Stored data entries
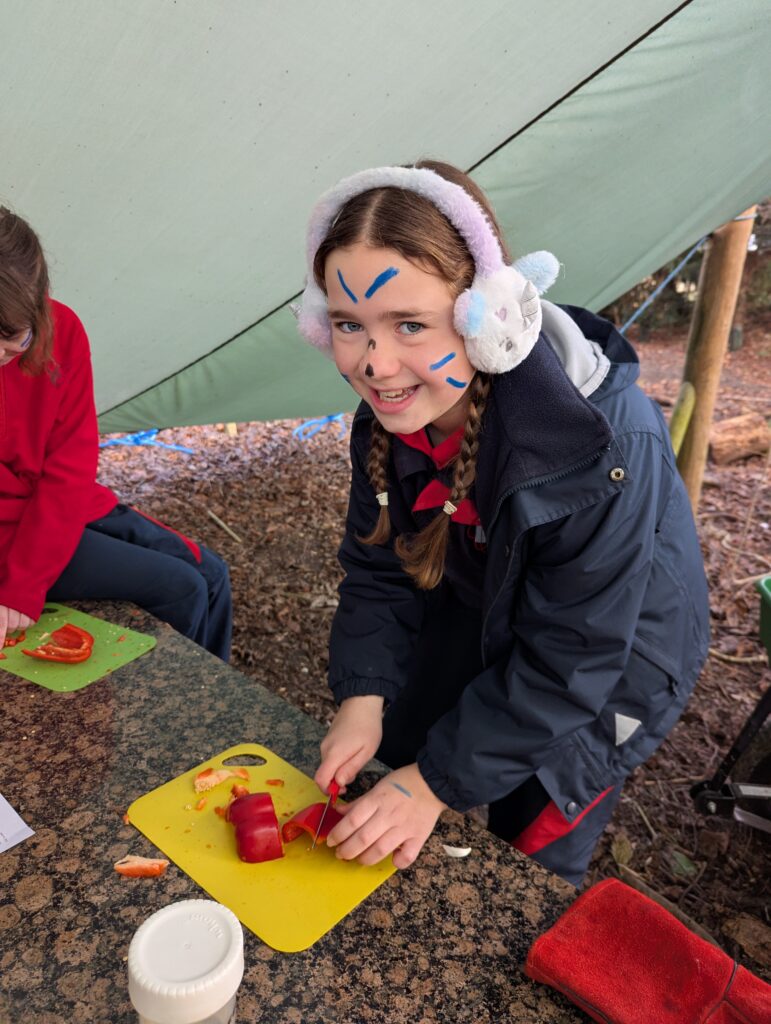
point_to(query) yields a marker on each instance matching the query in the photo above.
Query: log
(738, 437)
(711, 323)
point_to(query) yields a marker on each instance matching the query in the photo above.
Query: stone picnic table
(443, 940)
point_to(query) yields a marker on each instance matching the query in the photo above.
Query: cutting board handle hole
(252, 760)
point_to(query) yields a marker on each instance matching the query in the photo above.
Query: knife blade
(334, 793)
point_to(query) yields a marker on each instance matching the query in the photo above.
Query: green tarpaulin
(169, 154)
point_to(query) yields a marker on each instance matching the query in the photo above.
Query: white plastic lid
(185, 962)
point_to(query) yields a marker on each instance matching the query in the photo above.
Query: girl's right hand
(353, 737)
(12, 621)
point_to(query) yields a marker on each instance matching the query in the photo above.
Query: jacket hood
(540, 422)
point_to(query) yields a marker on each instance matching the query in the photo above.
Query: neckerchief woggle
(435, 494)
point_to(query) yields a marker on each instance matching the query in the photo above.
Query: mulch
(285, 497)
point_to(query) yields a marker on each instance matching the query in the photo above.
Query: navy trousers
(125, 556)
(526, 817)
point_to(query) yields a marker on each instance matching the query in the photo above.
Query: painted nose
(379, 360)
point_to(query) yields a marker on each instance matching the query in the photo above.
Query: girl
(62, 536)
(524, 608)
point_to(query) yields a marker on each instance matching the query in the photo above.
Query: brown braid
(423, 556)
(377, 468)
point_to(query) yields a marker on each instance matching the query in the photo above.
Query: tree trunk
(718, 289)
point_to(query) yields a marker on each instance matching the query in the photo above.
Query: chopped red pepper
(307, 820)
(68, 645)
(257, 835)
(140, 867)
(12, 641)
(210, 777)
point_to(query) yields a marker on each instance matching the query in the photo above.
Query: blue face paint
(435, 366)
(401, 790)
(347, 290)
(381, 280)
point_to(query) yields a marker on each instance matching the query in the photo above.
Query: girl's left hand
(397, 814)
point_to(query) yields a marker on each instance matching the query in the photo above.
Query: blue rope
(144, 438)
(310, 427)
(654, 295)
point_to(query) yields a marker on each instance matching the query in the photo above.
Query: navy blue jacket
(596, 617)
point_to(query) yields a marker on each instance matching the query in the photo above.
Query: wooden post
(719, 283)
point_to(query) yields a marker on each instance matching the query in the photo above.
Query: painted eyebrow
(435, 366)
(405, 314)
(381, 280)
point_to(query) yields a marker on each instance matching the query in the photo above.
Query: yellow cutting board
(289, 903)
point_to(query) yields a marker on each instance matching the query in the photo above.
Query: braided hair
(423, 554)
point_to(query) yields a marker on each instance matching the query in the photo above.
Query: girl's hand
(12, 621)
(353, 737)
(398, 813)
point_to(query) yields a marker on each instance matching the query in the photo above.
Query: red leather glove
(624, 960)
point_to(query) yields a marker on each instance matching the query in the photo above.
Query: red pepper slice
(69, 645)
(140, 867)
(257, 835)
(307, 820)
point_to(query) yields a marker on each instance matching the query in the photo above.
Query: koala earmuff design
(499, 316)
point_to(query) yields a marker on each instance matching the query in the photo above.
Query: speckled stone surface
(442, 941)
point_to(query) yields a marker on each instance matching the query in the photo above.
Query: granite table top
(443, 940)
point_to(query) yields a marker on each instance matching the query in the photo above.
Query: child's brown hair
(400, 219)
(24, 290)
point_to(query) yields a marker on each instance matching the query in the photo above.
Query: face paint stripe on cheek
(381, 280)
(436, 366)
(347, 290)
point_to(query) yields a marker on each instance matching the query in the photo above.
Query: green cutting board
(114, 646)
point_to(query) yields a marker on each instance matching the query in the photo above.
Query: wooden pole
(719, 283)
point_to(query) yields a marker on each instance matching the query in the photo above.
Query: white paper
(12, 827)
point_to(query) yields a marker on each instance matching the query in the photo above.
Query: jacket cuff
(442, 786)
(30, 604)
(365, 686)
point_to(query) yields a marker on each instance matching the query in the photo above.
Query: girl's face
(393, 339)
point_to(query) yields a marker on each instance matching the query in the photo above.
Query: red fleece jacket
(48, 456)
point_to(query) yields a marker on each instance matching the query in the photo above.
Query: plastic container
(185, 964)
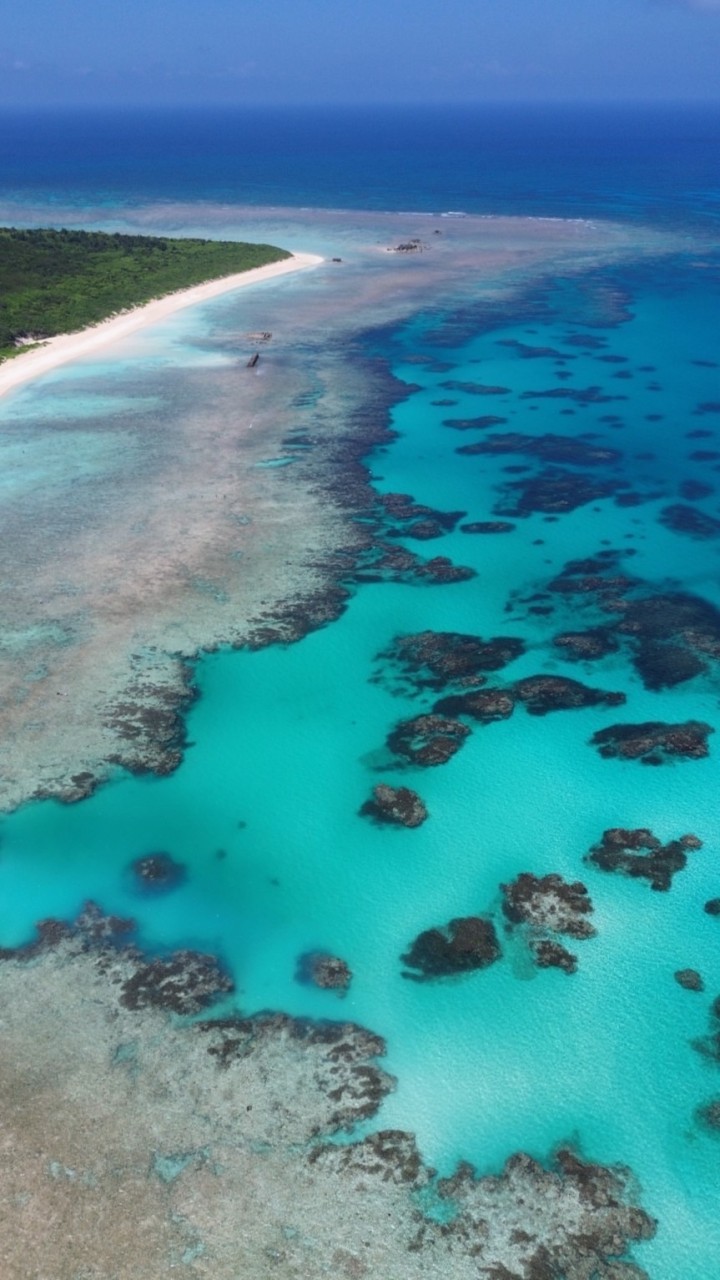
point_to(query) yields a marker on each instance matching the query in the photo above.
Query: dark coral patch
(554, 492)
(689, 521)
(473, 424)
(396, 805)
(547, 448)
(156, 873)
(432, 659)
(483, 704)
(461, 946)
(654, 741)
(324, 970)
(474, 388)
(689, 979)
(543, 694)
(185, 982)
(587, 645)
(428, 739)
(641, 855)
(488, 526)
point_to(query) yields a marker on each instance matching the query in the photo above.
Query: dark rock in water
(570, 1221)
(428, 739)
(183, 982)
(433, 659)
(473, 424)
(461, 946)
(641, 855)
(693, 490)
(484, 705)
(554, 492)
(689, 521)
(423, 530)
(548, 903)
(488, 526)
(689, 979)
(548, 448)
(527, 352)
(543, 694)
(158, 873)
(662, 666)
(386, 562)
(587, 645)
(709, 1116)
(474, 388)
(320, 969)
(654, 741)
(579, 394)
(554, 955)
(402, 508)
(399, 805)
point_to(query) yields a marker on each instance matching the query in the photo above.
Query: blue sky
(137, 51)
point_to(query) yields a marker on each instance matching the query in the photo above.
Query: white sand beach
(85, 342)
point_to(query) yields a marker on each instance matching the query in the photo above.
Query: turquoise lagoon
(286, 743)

INSTRUCTIONS TO FOLLOW:
A faithful copy of the data is required: each word kept, each picture omitted.

EXERCISE ANSWER:
point_to(query) yields a marker on each instance matching the query in the photo above.
Query: log
(738, 437)
(711, 323)
point_to(query) yields a marker on each instance matching the query in the photo above.
Query: stone picnic table
(443, 940)
point_to(query) yields a marker on each instance matching the query in the photo above.
Query: cutting board handle hole
(252, 760)
point_to(query) yields a marker on each instance matching the query in the photo above.
Query: knife blade
(334, 793)
point_to(query) yields a marker on each instance matching the query in the photo above.
Query: green tarpaulin
(169, 154)
point_to(query) yields a marker on each instance matching the query in the photo above.
Query: white plastic lid
(185, 962)
point_to(query) yields a marker on each instance matching the query in the photo above.
Query: girl's right hand
(353, 737)
(12, 621)
point_to(query) yields a marker on each instance matching the query in the photo above.
Query: jacket hood
(540, 422)
point_to(query) yields a marker on each instance matching the query in the photo above.
Query: neckerchief woggle
(435, 494)
point_to(query) yields a marker on each instance matching the query in the photo above.
Query: mulch
(285, 497)
point_to(query) yields a marker on each instance matching the query in the photo above.
Query: navy trousers
(125, 556)
(526, 817)
point_to(query) yields a marker on each instance matching the query in the photo above.
Query: painted nose
(379, 360)
point_to(query) yields a marker on each instance matching the query in the photo above.
Query: girl
(62, 536)
(524, 608)
point_to(query) yields a marker on each instance matching the query in the photo above.
Query: brown braid
(423, 556)
(377, 468)
point_to(query) yields a marker on each instance matching the query in the photo above.
Query: tree trunk
(718, 289)
point_to(query) yields a marker on each instance matching the query in the photo above.
Query: chopped red pepper
(307, 820)
(68, 645)
(257, 835)
(140, 867)
(12, 641)
(210, 777)
point_to(query) yields a marker on each instance matching the query in the photo above.
Query: blue face paint
(435, 366)
(401, 790)
(347, 290)
(381, 280)
point_to(query) yields a marker on each instance matching the query in the photo above.
Query: girl's left hand
(397, 814)
point_to(query) yields a marker on each instance matching the query in the photo above.
Query: blue rope
(144, 438)
(310, 427)
(654, 295)
point_to(query) yields a marker on each instance matching the query in the photo above.
Query: navy blue jacket
(596, 617)
point_to(query) yields a marker on each instance matching the query in the photo above.
Query: wooden post
(719, 283)
point_to(query) yields a marker on each instance matching the query in the photo above.
Query: painted eyebrow
(435, 366)
(405, 314)
(381, 280)
point_to(query) yields a marker on each instance matching the query in the photo above.
Query: yellow cutting board
(289, 903)
point_to(query) yields a marker on each instance matching the query in the photo above.
Query: braided hair
(423, 554)
point_to(query) yields a marker on each instance matching the query in the photo above.
Query: girl's hand
(12, 621)
(353, 737)
(398, 813)
point_to(query) yields a marker on each instance matching the query in the photo above.
Query: red leather glove
(624, 960)
point_to(query) yields a marker on each instance matching the query in the photo above.
Query: red pepper slice
(69, 645)
(140, 867)
(257, 835)
(307, 820)
point_to(query) yields a marker on each instance matching the query in the photo above.
Query: koala earmuff design
(499, 316)
point_to(query) yields a marker on each instance matching the query in the photo above.
Query: speckled stone surface
(442, 941)
point_to(query) yields a marker on each instance matching the query in the photo above.
Query: granite table top
(443, 940)
point_to(query) yields a marker on each instance matching the query in the photo above.
Query: child's brown hair
(400, 219)
(24, 290)
point_to(query) yields a marker on each instance matching the query in the photo above.
Query: face paint stripe on cheek
(381, 280)
(436, 366)
(347, 290)
point_to(query) yields a marker on each instance matching the query in the photo above.
Query: green cutting board
(114, 646)
point_to(query) yields a marker on each instance matching the query in the photo above.
Query: wooden pole
(719, 283)
point_to(query) yields a marker on each instance matching the query in the photo above.
Query: white paper
(12, 827)
point_to(query) yields a marker on each instance matching the query in the photo above.
Query: jacket cuff
(442, 786)
(30, 604)
(365, 686)
point_to(query) yields a marker on each instance matching the query in the photo above.
Query: girl's face
(393, 339)
point_to(query) yields a marker on each instance matching the query in the photo above.
Query: red fleece jacket
(48, 456)
point_to(query) yields a marker on each instance matching the query in the photo above.
Query: plastic container
(185, 964)
point_to(query) yields a marker on each instance matching the query in the photo above.
Query: dark coral patch
(554, 492)
(689, 521)
(473, 424)
(396, 805)
(547, 448)
(156, 873)
(432, 659)
(483, 704)
(461, 946)
(654, 741)
(324, 970)
(474, 388)
(689, 979)
(543, 694)
(185, 982)
(587, 645)
(428, 739)
(641, 855)
(488, 526)
point_to(query) yields a marker on each instance matching the query in the photo above.
Query: dark rock in water
(570, 1221)
(428, 739)
(183, 982)
(433, 659)
(473, 424)
(461, 946)
(641, 855)
(693, 490)
(484, 705)
(554, 492)
(689, 521)
(423, 530)
(548, 903)
(488, 526)
(689, 979)
(548, 448)
(527, 352)
(543, 694)
(158, 873)
(662, 666)
(386, 562)
(587, 645)
(709, 1116)
(474, 388)
(320, 969)
(654, 741)
(579, 394)
(554, 955)
(402, 508)
(399, 805)
point_to(query) yields a marker on each instance matching the query in the photo above.
Query: blue sky
(137, 51)
point_to(query) yields a marker on each instance matching the query in the photo above.
Query: white sand beach
(85, 342)
point_to(query) yields a marker on each instance matching the query in the photo above.
Query: turquoise lagoon
(286, 743)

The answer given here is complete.